*DE OPDRACHT*.
Herschrijf alle records en vervang daarbij elke keer "Reviewer note" door "Annotator note", zonder verder iets te wijzigen. Laat de afbeeldingen weg uit het antwoord.

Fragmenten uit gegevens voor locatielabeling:
********************
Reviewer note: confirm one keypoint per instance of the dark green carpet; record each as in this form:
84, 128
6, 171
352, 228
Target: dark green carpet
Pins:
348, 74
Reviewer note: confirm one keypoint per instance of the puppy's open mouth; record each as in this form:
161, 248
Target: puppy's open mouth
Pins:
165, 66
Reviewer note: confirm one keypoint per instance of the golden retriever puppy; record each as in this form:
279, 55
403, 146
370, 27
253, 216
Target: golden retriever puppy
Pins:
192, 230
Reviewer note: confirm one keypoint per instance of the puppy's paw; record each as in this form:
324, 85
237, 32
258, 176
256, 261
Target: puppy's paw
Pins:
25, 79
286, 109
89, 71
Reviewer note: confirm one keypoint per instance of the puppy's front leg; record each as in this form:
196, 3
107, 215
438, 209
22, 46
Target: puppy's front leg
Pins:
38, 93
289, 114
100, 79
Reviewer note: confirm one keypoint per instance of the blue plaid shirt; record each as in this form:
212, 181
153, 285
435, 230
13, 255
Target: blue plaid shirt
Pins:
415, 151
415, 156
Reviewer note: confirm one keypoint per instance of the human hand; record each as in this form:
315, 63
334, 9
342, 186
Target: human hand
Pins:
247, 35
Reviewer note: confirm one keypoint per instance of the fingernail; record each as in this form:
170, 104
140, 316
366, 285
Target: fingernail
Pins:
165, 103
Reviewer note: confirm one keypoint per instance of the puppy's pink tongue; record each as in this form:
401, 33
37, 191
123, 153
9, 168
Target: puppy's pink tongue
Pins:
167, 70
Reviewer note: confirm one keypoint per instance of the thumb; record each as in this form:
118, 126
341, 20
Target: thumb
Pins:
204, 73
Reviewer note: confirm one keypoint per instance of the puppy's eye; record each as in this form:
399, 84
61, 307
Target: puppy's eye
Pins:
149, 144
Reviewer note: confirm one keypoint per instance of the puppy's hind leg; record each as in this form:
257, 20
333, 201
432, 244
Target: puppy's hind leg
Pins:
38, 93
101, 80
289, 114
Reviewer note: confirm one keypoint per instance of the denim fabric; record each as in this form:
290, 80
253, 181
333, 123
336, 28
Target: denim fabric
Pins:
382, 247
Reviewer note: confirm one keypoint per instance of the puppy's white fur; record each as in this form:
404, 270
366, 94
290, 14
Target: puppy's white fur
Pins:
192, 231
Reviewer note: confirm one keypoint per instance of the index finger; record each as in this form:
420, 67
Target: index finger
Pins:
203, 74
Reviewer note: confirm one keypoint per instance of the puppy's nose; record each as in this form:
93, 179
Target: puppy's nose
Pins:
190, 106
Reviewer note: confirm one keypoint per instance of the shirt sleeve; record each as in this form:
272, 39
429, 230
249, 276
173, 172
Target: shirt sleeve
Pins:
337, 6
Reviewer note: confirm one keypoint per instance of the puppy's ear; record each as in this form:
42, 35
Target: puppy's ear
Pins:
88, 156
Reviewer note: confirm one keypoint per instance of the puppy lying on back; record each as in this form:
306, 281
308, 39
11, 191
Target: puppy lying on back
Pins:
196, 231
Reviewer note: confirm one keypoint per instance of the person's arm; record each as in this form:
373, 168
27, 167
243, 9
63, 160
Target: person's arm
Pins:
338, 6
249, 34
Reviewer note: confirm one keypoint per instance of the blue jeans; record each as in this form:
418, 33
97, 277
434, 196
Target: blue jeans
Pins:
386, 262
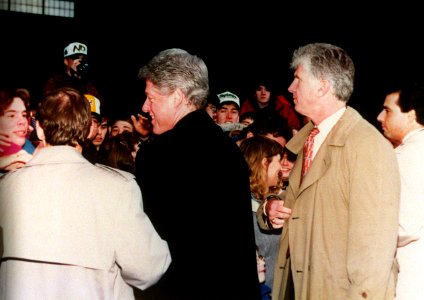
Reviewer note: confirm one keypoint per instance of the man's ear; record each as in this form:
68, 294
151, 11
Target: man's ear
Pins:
39, 131
324, 87
412, 115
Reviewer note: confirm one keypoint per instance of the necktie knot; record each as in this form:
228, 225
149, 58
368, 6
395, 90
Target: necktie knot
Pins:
308, 151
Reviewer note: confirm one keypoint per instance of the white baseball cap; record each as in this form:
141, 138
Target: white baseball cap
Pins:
228, 97
75, 48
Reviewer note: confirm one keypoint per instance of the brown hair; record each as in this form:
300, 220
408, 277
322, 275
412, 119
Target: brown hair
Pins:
65, 116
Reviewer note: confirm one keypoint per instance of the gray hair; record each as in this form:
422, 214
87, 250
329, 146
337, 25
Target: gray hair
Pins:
326, 61
176, 68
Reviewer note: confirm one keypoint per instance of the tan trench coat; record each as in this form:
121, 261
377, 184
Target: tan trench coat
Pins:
344, 223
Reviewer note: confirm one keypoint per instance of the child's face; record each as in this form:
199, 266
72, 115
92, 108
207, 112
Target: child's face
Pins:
260, 261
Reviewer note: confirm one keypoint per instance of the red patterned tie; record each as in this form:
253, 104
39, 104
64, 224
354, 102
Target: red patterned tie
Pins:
307, 151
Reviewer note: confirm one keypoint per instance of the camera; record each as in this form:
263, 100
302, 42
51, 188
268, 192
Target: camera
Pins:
82, 68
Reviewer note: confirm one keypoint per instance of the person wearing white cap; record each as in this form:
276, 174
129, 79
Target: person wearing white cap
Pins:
76, 72
228, 108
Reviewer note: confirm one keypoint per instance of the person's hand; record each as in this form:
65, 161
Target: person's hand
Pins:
276, 212
14, 161
142, 125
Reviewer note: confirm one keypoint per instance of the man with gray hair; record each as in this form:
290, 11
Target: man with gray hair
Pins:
340, 215
208, 227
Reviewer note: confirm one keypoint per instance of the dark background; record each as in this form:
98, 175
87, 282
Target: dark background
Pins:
237, 44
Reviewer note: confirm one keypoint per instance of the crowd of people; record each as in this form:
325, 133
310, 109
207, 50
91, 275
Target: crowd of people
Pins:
291, 199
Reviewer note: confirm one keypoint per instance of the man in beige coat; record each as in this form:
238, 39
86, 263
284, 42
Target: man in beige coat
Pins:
69, 229
340, 223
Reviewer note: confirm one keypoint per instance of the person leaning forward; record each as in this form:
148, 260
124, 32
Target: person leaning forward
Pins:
70, 229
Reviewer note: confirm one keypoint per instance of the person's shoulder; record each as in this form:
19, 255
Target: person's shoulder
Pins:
115, 173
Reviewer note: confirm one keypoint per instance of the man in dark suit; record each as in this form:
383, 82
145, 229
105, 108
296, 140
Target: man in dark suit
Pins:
195, 186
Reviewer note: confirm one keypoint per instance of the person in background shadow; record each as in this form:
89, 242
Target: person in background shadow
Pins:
70, 229
195, 186
402, 122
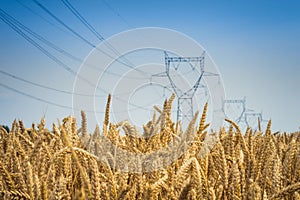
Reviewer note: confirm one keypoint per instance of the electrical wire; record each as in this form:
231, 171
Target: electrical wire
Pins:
82, 38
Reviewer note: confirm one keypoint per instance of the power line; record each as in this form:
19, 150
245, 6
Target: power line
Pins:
34, 97
96, 33
81, 37
47, 87
4, 16
52, 45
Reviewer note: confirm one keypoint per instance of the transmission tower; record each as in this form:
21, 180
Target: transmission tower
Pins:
185, 110
239, 103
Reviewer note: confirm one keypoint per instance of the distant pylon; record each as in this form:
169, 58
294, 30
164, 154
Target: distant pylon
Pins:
185, 110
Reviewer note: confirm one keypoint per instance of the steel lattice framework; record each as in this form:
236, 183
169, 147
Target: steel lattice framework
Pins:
185, 98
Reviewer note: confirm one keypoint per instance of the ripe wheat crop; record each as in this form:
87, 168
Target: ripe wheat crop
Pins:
69, 163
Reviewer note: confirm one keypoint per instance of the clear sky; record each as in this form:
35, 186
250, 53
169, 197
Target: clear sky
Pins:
255, 45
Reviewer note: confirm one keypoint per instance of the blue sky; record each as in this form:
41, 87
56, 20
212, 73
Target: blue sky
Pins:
255, 45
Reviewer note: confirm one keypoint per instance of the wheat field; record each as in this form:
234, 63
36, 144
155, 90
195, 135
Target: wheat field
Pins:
********************
*UITGEWERKTE OEFENING*.
Annotator note: confirm one keypoint per instance of the dark green carpet; record each as in this form:
84, 128
6, 171
352, 228
Target: dark green carpet
Pins:
348, 74
Annotator note: confirm one keypoint per instance of the puppy's open mouth; record each as in this form:
161, 248
Target: puppy's open mouth
Pins:
165, 66
Annotator note: confirm one keypoint per instance of the golden retriever puppy; record each as in this form:
279, 55
403, 146
370, 27
253, 216
Target: golden retriever puppy
Pins:
192, 230
Annotator note: confirm one keypoint per instance of the puppy's paw; record each as in this form:
324, 85
237, 32
258, 176
256, 261
Target: puppy's paw
Pins:
25, 79
286, 109
89, 71
Annotator note: confirm one keypoint per instance of the puppy's front leg; record each as in this form:
196, 3
107, 215
438, 209
22, 46
Target: puppy's front leg
Pins:
38, 93
289, 114
100, 79
Annotator note: confirm one keypoint per instance of the blue plaid shirt; record each as in this form:
212, 181
153, 285
435, 230
13, 255
Target: blue plaid shirt
Pins:
415, 151
415, 156
Annotator note: confirm one keypoint per instance of the human hand; record each as in this form:
315, 63
334, 9
342, 186
Target: human hand
Pins:
247, 35
Annotator note: confirm one keypoint per instance of the fingernail; record each as in this form:
170, 104
140, 316
366, 285
Target: fingernail
Pins:
165, 103
Annotator note: confirm one keypoint per instance of the puppy's pink tongue; record each as in this form:
401, 33
37, 191
123, 153
9, 168
Target: puppy's pink tongue
Pins:
167, 70
Annotator note: confirm one keypoint per instance of the thumb; record each as in this form:
118, 126
341, 20
Target: thumb
Pins:
204, 73
Annotator note: confirm one keypoint per instance of the puppy's eye; record each as in this form:
399, 84
61, 307
Target: puppy's eye
Pins:
149, 144
Annotator note: confirm one keypoint per instance of the puppy's hind leg; record each as in this form:
257, 20
333, 201
432, 244
Target: puppy's hind leg
Pins:
38, 93
101, 80
289, 114
Annotator note: confirm one keypoint per instance of the denim fabric; record each as in this form:
290, 80
253, 181
333, 123
336, 28
Target: denim fabric
Pins:
382, 247
Annotator note: confirm one keypoint per instance of the puppy's white fur; record each as in this form:
404, 270
366, 94
290, 14
Target: puppy's white fur
Pins:
192, 231
Annotator note: confirm one keypoint per instance of the index finger; record each as in this form:
420, 67
Target: index finger
Pins:
203, 74
Annotator note: confirm one keypoint per instance of the puppy's nose; record each as in this form:
93, 179
Target: puppy's nose
Pins:
190, 106
Annotator note: confirm one keypoint per instance of the shirt sleeve; record each as in this form:
272, 39
429, 230
249, 276
173, 172
Target: shirt sleeve
Pins:
337, 6
Annotator note: confirm one keypoint per instance of the puppy's ear; record each as in this form:
42, 35
Target: puppy's ear
Pins:
88, 156
Annotator note: confirm one keypoint per instance of the puppy lying on back; record each as in this form:
306, 281
308, 39
11, 191
Target: puppy lying on back
Pins:
196, 231
Annotator note: confirm one keypoint per instance of the person's arm; record each as in this form:
373, 168
27, 167
243, 9
63, 160
Target: person's arm
Pins:
338, 6
249, 34
Annotator note: confirm one keypoint per instance of the blue jeans; record each as in this form:
418, 33
97, 277
434, 196
Target: blue jeans
Pins:
386, 262
Annotator note: confirm one keypoint per instance of the man's ear; record each as in this form:
68, 294
151, 11
Target: man's ear
Pins:
39, 131
324, 87
412, 115
Annotator note: confirm one keypoint per instance of the necktie knot; record each as in this form:
228, 225
149, 58
368, 6
395, 90
Target: necktie knot
Pins:
308, 151
Annotator note: confirm one keypoint per instance of the white baseball cap; record each as in this form:
141, 138
Target: white baseball cap
Pins:
228, 97
75, 48
Annotator note: confirm one keypoint per instance of the brown hair; record each as in this form:
300, 220
408, 277
322, 275
412, 119
Target: brown hair
Pins:
65, 116
Annotator note: confirm one keypoint per instance of the gray hair; record each as in this form:
422, 214
87, 250
329, 146
337, 25
Target: gray hair
Pins:
326, 61
176, 68
Annotator note: confirm one keypoint per instance of the tan trench coat; record each as in this form:
121, 261
377, 184
Target: tan trench coat
Pins:
344, 223
Annotator note: confirm one keypoint per instance of the child's face; record each as in this form:
199, 266
72, 115
92, 108
207, 112
Target: child's face
Pins:
260, 261
Annotator note: confirm one keypoint per instance of the red patterned tie; record each as in this form:
253, 104
39, 104
64, 224
354, 102
Target: red patterned tie
Pins:
307, 151
Annotator note: confirm one keypoint per instance of the camera; record each as in this form:
263, 100
302, 42
51, 188
268, 192
Target: camera
Pins:
82, 68
Annotator note: confirm one keypoint per instance of the person wearing white cap; record each as in this form:
276, 174
129, 79
Target: person wearing white cap
Pins:
76, 72
228, 108
Annotator note: confirm one keypoint per instance of the person's hand; record each as in this form:
65, 161
Target: person's hand
Pins:
276, 212
14, 161
142, 125
Annotator note: confirm one keypoint per instance of the man with gray hair; record each as in this form:
290, 11
Target: man with gray hair
Pins:
340, 215
208, 227
Annotator note: confirm one keypoint per instance of the dark background; record each as in this form:
98, 175
87, 282
Target: dark background
Pins:
237, 44
Annotator note: confirm one keypoint per instance of the crowd of people; record each as in this form:
325, 133
310, 109
207, 50
91, 275
Target: crowd of people
Pins:
291, 199
Annotator note: confirm one keypoint per instance of the man in beige coat; record each as in this form:
238, 39
86, 263
284, 42
Target: man in beige coat
Pins:
69, 229
340, 223
Annotator note: confirm one keypoint per instance of the person leaning forward; record each as in this form:
148, 260
124, 32
Target: person leaning forward
Pins:
70, 229
Annotator note: confirm one keypoint per instance of the person's shoulder; record each as in this form:
19, 255
Target: person's shoulder
Pins:
115, 173
Annotator note: confirm one keypoint per instance of the man in dark suit; record each as in this form:
383, 82
145, 229
105, 108
296, 140
Target: man in dark suit
Pins:
195, 186
Annotator note: confirm one keypoint per instance of the person in background shadow; record each as in this form:
89, 242
Target: person in background shadow
Pins:
70, 229
195, 186
402, 122
Annotator note: confirm one keypoint per instance of the electrical wire; record each as in this form:
231, 171
Target: electrical wire
Pins:
82, 38
Annotator note: confirm one keypoint per instance of the power line; record each as in this form:
19, 150
245, 6
Target: power line
Pins:
34, 97
96, 33
81, 37
47, 87
4, 16
52, 45
Annotator note: confirm one keypoint per instance of the transmission tower; record each as in this form:
21, 180
Target: transmission tower
Pins:
185, 110
239, 103
Annotator note: confirm one keypoint per instance of the distant pylon; record each as in this form:
169, 58
294, 30
164, 154
Target: distant pylon
Pins:
185, 110
Annotator note: confirm one keypoint per instance of the steel lattice framework; record each as in this form:
236, 183
169, 147
Target: steel lattice framework
Pins:
185, 98
Annotator note: confirm one keypoint per instance of the ripe wheat crop; record each as in this form:
87, 168
Target: ripe wheat crop
Pins:
69, 163
Annotator note: confirm one keypoint per instance of the clear sky; record each as in this form:
35, 186
250, 53
169, 197
Target: clear sky
Pins:
255, 45
Annotator note: confirm one keypoint per instance of the blue sky; record each as in this form:
41, 87
56, 20
212, 73
Target: blue sky
Pins:
255, 45
Annotator note: confirm one keypoint per instance of the wheat field; record each as in this form:
234, 63
36, 144
155, 90
195, 135
Target: wheat field
Pins:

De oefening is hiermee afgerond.